— start of PAGE TEXT —

In this section, we first describe our clustering-based sampling method which collects a representative set of samples for all known pixels. Next, a simple objective function is proposed to select a set of candidate foreground and background samples for each unknown pixel from the previous collected representative set of samples. Then, we elaborate how an objective function containing both chromatic distortion and spatial statistics is proposed that gives the estimation of alpha values directly from a bunch of foreground and background samples. Finally, we describe how the pre and post-processing are used to refine the matting performance.

3.1 Gathering Samples Using K-means Clustering

The goal of sampling is to gather a representative set of foreground and background samples that covers a large range of diverse color clusters in the image so as not to miss out true samples. This is accomplished by clustering the foreground and background pixels respectively via a two-level hierarchical k-means clustering framework considering the spatial statistics as well as the color statistics in the image. This is motivated by the observation that the foreground and background colors in an image could be represented by a sparse set of pixels.

— end of PAGE TEXT —
— start of MATERIAL —

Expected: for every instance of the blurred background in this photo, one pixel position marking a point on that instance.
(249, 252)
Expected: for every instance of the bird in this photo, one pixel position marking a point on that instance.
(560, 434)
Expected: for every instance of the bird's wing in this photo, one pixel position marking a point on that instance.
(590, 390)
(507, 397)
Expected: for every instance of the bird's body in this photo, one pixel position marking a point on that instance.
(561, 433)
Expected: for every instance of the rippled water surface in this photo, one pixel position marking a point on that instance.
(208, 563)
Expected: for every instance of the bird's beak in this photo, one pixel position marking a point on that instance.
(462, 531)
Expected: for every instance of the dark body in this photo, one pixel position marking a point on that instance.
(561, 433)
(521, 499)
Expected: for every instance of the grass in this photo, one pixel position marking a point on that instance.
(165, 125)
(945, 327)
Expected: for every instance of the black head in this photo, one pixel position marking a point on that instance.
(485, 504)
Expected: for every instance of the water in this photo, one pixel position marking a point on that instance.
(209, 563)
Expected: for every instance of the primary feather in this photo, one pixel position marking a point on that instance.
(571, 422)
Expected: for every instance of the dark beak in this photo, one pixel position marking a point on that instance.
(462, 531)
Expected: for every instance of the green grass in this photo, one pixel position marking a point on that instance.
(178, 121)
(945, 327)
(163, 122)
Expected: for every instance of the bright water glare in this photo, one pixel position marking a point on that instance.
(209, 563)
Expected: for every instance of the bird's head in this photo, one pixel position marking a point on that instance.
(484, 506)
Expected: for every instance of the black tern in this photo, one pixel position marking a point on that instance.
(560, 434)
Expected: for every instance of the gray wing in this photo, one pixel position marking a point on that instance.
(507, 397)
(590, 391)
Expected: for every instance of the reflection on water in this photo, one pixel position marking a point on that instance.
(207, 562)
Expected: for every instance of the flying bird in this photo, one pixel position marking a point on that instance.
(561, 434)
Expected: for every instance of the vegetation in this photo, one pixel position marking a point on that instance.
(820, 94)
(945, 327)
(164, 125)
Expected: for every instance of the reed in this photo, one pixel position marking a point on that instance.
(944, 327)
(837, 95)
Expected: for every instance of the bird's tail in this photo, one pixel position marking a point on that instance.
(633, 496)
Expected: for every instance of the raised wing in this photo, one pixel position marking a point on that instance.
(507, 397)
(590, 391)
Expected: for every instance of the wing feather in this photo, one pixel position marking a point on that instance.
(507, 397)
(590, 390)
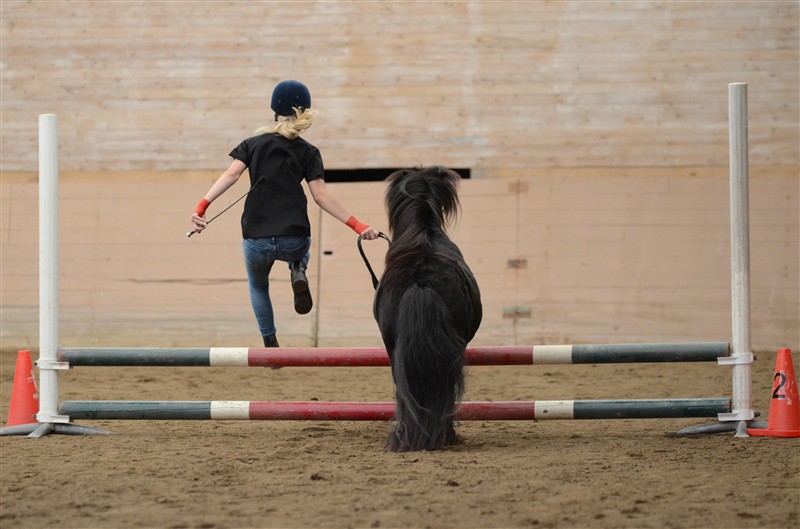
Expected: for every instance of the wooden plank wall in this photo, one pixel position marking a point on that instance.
(559, 260)
(596, 133)
(506, 91)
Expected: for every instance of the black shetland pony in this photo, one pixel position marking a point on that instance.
(428, 308)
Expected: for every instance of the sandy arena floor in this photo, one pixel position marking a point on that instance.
(240, 474)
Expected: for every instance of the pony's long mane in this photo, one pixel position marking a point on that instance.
(420, 204)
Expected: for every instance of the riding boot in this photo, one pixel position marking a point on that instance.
(271, 341)
(302, 292)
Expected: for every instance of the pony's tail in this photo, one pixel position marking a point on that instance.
(428, 370)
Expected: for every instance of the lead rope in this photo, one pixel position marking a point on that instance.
(366, 261)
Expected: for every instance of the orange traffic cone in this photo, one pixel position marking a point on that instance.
(24, 398)
(784, 408)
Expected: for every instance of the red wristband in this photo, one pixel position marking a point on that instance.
(355, 225)
(201, 207)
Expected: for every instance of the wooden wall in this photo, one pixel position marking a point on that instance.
(596, 133)
(505, 90)
(558, 260)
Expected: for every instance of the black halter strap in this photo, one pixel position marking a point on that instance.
(366, 261)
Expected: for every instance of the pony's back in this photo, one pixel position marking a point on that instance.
(427, 307)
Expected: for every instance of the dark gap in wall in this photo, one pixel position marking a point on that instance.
(374, 175)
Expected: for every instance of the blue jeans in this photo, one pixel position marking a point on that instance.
(259, 256)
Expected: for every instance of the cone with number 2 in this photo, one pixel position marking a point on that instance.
(784, 407)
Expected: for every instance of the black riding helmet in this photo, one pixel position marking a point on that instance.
(290, 94)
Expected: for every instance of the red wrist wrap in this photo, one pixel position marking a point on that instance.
(356, 226)
(201, 207)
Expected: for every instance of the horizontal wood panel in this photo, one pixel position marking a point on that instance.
(154, 86)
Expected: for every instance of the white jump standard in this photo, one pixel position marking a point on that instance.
(732, 414)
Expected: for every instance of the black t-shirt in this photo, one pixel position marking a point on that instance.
(277, 206)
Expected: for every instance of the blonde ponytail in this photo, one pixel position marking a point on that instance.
(290, 127)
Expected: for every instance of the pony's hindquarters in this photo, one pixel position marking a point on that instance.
(428, 369)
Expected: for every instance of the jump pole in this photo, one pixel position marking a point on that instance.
(384, 411)
(377, 357)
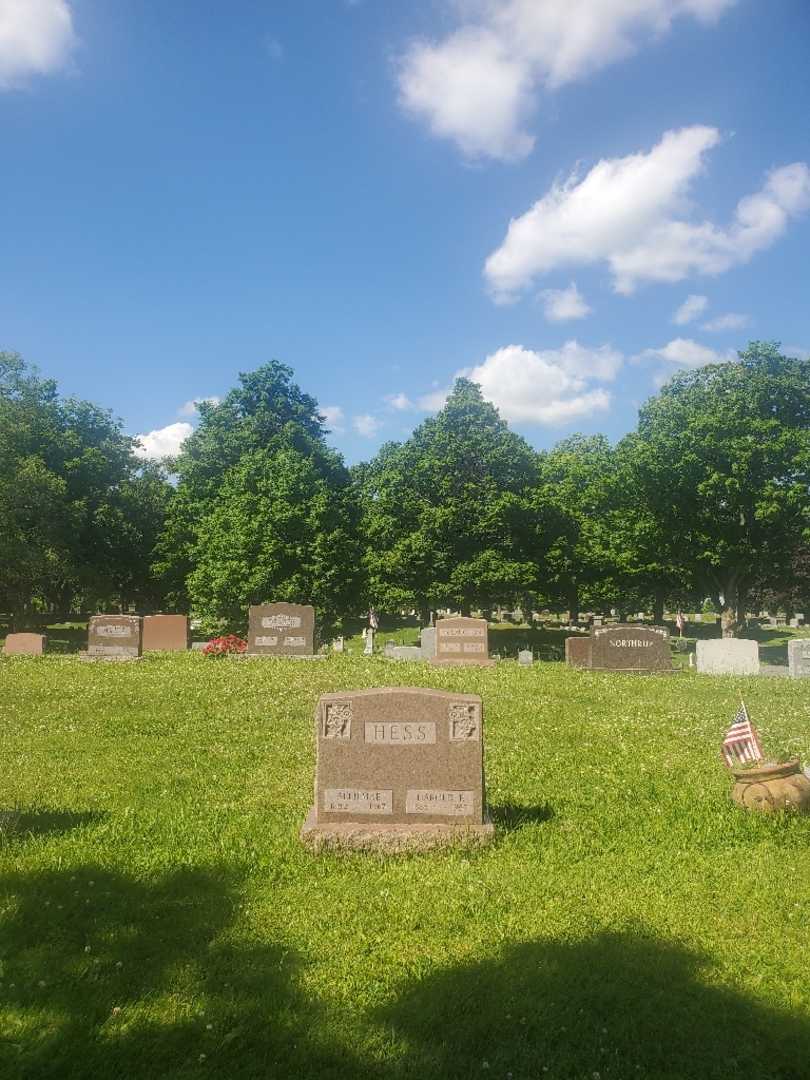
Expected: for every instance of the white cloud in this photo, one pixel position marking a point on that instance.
(729, 322)
(401, 402)
(334, 417)
(366, 424)
(478, 85)
(689, 310)
(564, 304)
(625, 213)
(687, 353)
(163, 442)
(36, 38)
(190, 407)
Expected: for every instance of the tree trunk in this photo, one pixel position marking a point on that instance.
(658, 608)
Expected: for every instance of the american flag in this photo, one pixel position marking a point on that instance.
(741, 744)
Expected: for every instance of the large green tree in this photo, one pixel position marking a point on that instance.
(76, 527)
(451, 515)
(264, 509)
(721, 459)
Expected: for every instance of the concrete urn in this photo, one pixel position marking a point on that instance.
(772, 787)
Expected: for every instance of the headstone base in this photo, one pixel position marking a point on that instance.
(390, 839)
(92, 657)
(461, 663)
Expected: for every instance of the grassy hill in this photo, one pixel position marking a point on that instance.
(160, 918)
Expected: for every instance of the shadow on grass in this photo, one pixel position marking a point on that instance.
(25, 823)
(510, 817)
(106, 975)
(612, 1007)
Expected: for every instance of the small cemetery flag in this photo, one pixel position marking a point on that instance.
(741, 744)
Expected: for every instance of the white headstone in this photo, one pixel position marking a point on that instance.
(728, 656)
(798, 658)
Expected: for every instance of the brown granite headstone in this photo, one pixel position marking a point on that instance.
(397, 767)
(631, 648)
(167, 633)
(578, 651)
(281, 630)
(117, 636)
(25, 645)
(461, 640)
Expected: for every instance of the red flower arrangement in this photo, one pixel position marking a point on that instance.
(224, 646)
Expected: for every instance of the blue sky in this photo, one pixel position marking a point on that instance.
(566, 199)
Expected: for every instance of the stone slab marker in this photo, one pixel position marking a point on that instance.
(115, 636)
(462, 642)
(631, 648)
(281, 630)
(397, 768)
(798, 658)
(25, 645)
(578, 651)
(165, 632)
(728, 656)
(428, 642)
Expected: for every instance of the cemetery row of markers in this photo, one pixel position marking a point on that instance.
(403, 767)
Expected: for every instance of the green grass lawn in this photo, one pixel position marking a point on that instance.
(160, 918)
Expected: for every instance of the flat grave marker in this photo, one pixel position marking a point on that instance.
(396, 768)
(25, 645)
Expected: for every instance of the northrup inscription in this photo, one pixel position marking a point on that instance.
(401, 764)
(630, 648)
(281, 630)
(461, 642)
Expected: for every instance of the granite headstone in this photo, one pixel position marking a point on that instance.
(167, 633)
(728, 656)
(462, 640)
(631, 648)
(115, 636)
(397, 767)
(798, 658)
(281, 630)
(25, 645)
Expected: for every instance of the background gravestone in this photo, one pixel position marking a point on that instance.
(578, 651)
(631, 648)
(25, 645)
(428, 642)
(728, 656)
(462, 642)
(165, 632)
(798, 658)
(115, 636)
(397, 767)
(281, 630)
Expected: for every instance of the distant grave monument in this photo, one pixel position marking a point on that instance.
(115, 637)
(462, 640)
(281, 630)
(25, 645)
(728, 656)
(166, 633)
(798, 658)
(630, 648)
(578, 651)
(397, 768)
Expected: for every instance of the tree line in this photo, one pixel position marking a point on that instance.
(707, 497)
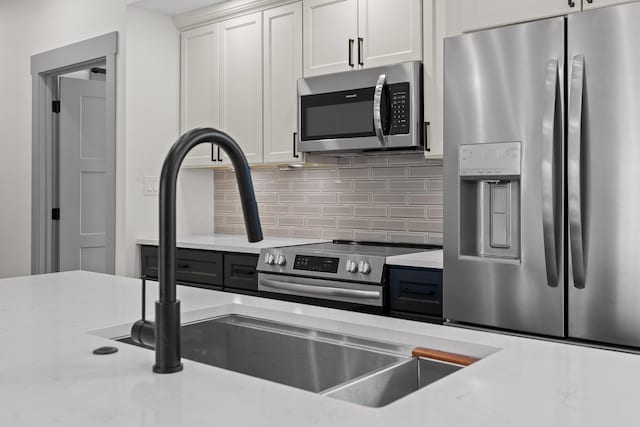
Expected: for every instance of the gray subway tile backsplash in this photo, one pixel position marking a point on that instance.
(394, 197)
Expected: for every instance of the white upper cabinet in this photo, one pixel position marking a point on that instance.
(282, 68)
(594, 4)
(241, 83)
(342, 35)
(478, 14)
(389, 32)
(199, 88)
(330, 33)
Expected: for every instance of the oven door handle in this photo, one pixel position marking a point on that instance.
(377, 113)
(320, 291)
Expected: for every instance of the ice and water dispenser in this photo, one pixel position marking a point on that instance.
(489, 177)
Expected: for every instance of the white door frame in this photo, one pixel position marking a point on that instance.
(45, 68)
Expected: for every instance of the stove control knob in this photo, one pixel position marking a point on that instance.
(364, 267)
(352, 266)
(269, 258)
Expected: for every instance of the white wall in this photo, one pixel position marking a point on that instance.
(28, 27)
(152, 93)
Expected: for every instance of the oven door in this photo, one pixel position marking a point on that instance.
(326, 293)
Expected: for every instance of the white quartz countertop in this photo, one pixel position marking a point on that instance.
(49, 377)
(428, 259)
(229, 242)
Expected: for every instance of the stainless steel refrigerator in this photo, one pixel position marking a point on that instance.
(542, 177)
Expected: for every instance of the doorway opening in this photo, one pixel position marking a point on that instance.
(73, 164)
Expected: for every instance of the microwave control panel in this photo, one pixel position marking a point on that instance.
(399, 103)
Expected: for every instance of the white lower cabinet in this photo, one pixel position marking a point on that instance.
(241, 83)
(282, 28)
(199, 89)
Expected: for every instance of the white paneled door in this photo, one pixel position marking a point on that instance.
(330, 36)
(87, 179)
(389, 32)
(241, 83)
(199, 86)
(282, 68)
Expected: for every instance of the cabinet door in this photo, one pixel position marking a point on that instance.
(389, 32)
(241, 83)
(282, 69)
(490, 13)
(330, 33)
(199, 88)
(594, 4)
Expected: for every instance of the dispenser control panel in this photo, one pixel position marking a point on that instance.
(490, 159)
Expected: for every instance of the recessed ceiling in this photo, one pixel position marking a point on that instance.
(173, 7)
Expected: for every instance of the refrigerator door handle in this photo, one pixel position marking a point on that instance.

— end of MATERIAL —

WORK TO COMPLETE:
**1)** In the image matting text, what framework is used to cluster the foreground and background pixels?
**2)** Carry on with the image matting text, starting right after its final sentence.

EXERCISE ANSWERS:
**1)** A two-level hierarchical k-means clustering framework.

**2)**
For the foreground region defined by a trimap, we first cluster the pixels into K clusters. We defined the feature vector q(z) at a given pixel z as a 5-D vector \([R_z\ G_z\ B_z\ x_z\ y_z]^T\) consisting of the concatenation of RGB color and spatial position in the image coordinates. Then, we create a matrix Q such that each column corresponds to a feature vector of one known foreground pixel. Thus, we can treat Q as the data matrix in the k-means clustering algorithm [24]. After the first level of clustering, the same clustering process is applied on pixels in each cluster but with respect to color statistics only. The numbers of clusters in the second level clustering are determined by the sum color variances of three color channels in each cluster obtained in the first level. The mean color values in each cluster at the second level constitutes the representative set of foreground samples. Using exactly the same method, a representative set of background samples could be obtained.

3.2 Selecting Candidate Samples

In the k-means clustering sample gathering step, we collect two large set of foreground and background samples that covers various color clusters in the image for all the unknown pixels. To reduce the number of legal hypotheses to be tested in the estimation of alpha matte, for each unknown pixel z, we choose a set of candidate samples that could better represent the true foreground and background colors of the pixel from that representative sample sets. Hence, a simple objective function \(O_{z}\) adopting previously suggested measures of chromatic distortion \(C_{z}\) and spatial statistics \(S_{z}\) in [8, 15, 16, 18] is proposed:

$$\begin{aligned} O_{z}(F_{i}, B_{j}) = C_{z}(F_{i}, B_{j}) \times S_{z}(F_{i}, B_{j}) \end{aligned}$$
(3)

\(C_{z}\) quantifies how well the estimated alpha value \(\alpha _{z}\) of pixel z obtained using Eq. (2) from a sample pair \((F_{i}, B_{j})\) fits the linear model of composition Eq. (1), and is given by:

$$\begin{aligned} C_{z}(F_{i}, B_{j}) = exp(-\parallel {I_{z}-(\alpha _{z}F_{i} + (1-\alpha _{z}B_{j}))}\parallel ) \end{aligned}$$
(4)

where \(I_{z}\) denotes the observed color of unknown pixel z. It has a high value for (FB) pair whose estimated alpha could well fit the linear composite equation.

The term \(S_{z}\) quantifies the closeness between the unknown pixel z and the sample pair(FB) in the spatial coordinates domain. It is formulated as:

$$\begin{aligned} S_{z}(F_{i}, B_{j}) = exp(-\frac{\parallel {z-F_{i}^{s}}\parallel }{Z^{F}}) \times exp(-\frac{\parallel {z-B_{j}^{s}}\parallel }{Z^{B}}) \end{aligned}$$
(5)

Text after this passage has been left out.